> [CONSIGNES]
a. Répondez à ces questions sur l'extrait :
(i) Combien de prisonniers compte-t-on ?
(ii) Dans quel journal Jane Misme écrit-elle en août 1914 ?
(iii) En quelle année les féministes font-elles circuler un timbre ?
b. Repérez dans les lignes fournies toutes celles qui contiennent le mot « soffit », en tenant compte des majuscules et des minuscules, puis recopiez-les.

> [EXTRAIT]
━━━━━━━━━━━━━━━━

Si les usines de la Défense nationale peuvent payer cette indemnité, de nombreuses petites usines laisseront partir leurs ouvrières sans aucune compensation, d’où le désarroi de nombreuses familles au retour des soldats : certains sont blessés, d’autres n’arrivent pas à se réadapter à la vie civile ; les prisonniers sont peu à peu rapatriés mais beaucoup ont été très touchés par la vie en camp.
Avec 1.300.000 morts, plus de 280.000 blessés et 506.000 prisonniers, toutes les familles françaises sont touchées.
Les idées féministes se sont répandues pendant la guerre
Avant 1914, sous l’influence des féministes américaines, et surtout anglaises avec à leur tête Miss Pankhurst, qui ne craint pas la violence pour assumer la demande de suffrage des femmes, les Françaises, encore peu nombreuses, avaient réclamé le droit de vote soutenues par des journalistes féministes.
Dès la déclaration de guerre, le ton change. Ces journalistes tiennent d’abord à soutenir les combattants, comme Jane Misme dans son journal La Française en août 1914 :
« Tant que durera l’épreuve dont souffre notre pays, il ne sera permis à personne de parler de ses droits, nous n’avons plus envers lui que des devoirs ! »
Des féministes organisent des manifestations de rue à Paris dès le début du XXème siècle, pour demander leur place en politique. En 1901, elles mettent en circulation un timbre représentant les Droits de l’Homme, dessiné par une féministe, Jeanne Oddo-Deflou, qui représente un homme tenant les Droits de la Femme à l’envers !

━━━━━━━━━━━━━━━━

> [LIGNES FOURNIES]
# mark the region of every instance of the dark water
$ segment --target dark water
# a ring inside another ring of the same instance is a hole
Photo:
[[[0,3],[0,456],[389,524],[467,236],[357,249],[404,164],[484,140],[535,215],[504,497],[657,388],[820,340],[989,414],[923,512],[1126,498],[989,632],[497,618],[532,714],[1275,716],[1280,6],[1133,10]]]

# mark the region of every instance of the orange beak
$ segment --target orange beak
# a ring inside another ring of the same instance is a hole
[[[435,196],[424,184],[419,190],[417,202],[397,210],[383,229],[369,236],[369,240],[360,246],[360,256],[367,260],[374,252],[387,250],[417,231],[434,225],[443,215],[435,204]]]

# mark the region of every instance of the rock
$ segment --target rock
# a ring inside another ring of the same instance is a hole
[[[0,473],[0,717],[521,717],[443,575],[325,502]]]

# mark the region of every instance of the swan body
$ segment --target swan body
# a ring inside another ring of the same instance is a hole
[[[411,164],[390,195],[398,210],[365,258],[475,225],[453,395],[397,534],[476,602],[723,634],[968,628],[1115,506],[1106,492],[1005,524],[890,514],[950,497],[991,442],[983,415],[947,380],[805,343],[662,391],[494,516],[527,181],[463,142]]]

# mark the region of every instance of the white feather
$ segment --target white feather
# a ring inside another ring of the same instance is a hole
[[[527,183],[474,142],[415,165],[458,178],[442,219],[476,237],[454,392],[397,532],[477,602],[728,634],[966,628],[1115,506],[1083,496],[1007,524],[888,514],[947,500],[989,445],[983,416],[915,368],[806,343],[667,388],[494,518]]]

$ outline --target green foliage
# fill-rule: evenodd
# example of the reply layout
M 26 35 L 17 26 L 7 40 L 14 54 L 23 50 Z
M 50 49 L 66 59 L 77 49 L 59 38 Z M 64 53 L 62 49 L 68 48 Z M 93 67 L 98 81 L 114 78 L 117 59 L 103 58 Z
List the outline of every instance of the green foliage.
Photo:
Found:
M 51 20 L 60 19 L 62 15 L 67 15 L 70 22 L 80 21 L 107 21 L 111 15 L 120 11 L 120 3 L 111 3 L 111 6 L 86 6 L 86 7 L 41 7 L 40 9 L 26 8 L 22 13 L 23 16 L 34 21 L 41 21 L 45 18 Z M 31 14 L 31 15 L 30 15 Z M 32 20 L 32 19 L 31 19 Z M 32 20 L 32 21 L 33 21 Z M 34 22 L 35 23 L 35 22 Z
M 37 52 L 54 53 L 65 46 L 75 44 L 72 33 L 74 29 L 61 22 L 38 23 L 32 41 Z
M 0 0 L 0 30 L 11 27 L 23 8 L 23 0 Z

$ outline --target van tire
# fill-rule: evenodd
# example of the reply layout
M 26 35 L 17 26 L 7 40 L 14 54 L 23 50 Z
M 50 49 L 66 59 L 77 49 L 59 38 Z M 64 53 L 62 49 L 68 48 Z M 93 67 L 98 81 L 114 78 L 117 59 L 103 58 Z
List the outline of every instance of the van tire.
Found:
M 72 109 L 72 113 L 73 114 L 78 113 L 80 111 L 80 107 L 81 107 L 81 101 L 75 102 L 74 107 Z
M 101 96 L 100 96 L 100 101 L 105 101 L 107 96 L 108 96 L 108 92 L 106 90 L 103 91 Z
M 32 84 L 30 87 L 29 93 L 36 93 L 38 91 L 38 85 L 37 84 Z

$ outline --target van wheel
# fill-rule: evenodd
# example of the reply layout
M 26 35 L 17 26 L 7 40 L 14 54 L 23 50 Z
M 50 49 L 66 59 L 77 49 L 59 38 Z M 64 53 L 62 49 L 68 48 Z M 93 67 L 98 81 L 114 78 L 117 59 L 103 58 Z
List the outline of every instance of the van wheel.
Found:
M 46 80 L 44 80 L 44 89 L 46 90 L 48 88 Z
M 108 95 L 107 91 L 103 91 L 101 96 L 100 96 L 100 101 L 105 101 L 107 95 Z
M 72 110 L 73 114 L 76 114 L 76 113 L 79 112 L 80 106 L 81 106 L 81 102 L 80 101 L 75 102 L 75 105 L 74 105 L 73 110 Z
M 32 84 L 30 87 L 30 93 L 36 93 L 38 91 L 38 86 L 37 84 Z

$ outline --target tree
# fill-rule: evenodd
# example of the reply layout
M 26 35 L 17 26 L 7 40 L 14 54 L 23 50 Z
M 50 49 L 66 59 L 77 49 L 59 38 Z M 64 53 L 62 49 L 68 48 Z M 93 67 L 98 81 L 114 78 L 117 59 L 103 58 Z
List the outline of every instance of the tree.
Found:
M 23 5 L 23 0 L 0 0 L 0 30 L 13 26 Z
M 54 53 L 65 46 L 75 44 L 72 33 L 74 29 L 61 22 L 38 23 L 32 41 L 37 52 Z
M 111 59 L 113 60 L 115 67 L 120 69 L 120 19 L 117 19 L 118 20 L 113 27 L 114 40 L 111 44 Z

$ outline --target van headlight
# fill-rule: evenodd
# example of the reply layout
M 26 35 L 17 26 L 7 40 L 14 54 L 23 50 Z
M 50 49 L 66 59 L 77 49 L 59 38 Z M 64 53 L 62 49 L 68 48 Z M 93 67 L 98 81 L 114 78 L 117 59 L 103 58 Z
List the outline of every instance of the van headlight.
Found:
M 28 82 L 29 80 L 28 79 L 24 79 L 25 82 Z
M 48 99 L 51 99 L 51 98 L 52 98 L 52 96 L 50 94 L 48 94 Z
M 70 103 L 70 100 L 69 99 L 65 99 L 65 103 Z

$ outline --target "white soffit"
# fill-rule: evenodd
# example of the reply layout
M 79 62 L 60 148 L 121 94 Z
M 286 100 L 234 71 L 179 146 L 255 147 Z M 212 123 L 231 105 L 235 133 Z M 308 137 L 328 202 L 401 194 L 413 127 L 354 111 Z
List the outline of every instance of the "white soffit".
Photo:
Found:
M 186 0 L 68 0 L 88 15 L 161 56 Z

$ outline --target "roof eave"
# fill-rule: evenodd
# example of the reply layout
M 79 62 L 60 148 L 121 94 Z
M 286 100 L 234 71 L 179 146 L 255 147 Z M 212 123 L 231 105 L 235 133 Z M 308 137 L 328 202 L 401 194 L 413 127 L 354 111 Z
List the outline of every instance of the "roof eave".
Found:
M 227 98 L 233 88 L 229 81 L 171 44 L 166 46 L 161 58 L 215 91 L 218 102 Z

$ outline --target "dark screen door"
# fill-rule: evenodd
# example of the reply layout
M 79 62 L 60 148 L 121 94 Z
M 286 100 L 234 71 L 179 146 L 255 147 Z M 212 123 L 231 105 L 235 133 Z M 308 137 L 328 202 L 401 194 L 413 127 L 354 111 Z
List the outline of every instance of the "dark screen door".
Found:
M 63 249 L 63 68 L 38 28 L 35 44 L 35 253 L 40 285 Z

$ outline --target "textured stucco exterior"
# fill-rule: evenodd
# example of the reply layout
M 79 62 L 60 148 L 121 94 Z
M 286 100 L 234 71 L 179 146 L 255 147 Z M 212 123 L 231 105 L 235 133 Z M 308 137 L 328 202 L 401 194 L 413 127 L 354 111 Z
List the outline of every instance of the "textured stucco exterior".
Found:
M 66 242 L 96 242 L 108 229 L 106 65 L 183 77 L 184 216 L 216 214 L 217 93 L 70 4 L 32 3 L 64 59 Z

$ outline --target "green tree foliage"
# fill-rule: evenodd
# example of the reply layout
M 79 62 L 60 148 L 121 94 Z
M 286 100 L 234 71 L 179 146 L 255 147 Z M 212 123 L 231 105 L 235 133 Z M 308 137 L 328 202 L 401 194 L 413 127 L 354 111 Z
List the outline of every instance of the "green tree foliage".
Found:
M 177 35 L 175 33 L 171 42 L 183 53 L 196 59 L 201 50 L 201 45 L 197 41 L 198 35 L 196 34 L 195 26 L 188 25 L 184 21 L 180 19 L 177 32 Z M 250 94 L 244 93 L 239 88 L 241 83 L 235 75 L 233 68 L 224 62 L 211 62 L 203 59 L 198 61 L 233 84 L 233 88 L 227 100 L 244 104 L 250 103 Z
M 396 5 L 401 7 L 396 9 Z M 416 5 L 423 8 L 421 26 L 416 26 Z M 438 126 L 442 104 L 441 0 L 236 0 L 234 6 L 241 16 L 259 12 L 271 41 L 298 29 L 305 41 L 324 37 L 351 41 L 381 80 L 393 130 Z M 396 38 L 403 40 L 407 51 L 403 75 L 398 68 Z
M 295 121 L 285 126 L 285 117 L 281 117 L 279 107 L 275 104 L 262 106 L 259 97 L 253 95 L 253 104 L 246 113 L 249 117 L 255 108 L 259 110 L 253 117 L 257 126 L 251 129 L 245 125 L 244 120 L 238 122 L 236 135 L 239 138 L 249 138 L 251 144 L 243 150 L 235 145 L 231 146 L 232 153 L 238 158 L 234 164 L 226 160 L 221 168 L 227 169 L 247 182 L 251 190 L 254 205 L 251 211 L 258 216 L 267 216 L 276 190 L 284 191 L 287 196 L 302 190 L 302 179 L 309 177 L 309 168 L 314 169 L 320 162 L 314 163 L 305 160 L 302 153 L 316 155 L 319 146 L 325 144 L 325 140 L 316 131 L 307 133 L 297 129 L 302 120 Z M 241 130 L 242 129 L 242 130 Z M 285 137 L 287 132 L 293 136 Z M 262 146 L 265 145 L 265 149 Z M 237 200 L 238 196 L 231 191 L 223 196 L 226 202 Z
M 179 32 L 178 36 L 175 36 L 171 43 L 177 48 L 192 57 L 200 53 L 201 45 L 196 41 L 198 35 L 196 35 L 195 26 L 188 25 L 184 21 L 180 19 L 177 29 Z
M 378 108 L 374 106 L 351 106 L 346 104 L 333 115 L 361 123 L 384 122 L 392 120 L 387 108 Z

━━━━━━━━━━━━━━━━

> [RÉPONSES]
a.
(i) 506.000
(ii) La Française
(iii) 1901

b.
$ outline --target "white soffit"
List the outline of every instance of the "white soffit".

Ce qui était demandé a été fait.